◆ Assigned task
State how many lines in the listing below contain the word "covered", with no other words.

◆ Data
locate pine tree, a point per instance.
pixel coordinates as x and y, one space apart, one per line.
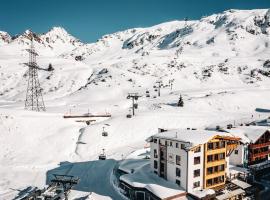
180 102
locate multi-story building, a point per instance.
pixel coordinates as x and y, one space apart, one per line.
254 146
193 159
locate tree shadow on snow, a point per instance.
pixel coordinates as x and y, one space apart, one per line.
94 176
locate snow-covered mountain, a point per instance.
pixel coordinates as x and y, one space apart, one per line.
219 64
212 50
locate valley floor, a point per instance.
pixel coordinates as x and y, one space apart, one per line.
35 145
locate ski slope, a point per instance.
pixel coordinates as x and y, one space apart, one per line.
217 64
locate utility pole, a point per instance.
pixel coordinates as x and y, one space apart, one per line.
159 86
133 97
186 19
171 83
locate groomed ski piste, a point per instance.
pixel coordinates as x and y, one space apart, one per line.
216 64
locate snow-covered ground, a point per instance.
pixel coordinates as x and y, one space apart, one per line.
218 64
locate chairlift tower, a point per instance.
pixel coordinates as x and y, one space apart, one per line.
34 99
159 86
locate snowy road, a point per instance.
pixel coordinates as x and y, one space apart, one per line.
94 176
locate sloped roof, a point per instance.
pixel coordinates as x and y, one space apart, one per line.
194 137
145 178
249 134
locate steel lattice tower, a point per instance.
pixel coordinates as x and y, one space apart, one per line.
34 99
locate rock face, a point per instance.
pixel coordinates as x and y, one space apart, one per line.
226 49
4 38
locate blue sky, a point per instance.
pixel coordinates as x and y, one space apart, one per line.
88 20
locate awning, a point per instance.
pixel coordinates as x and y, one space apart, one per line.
241 184
230 194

◆ Exercise answer
2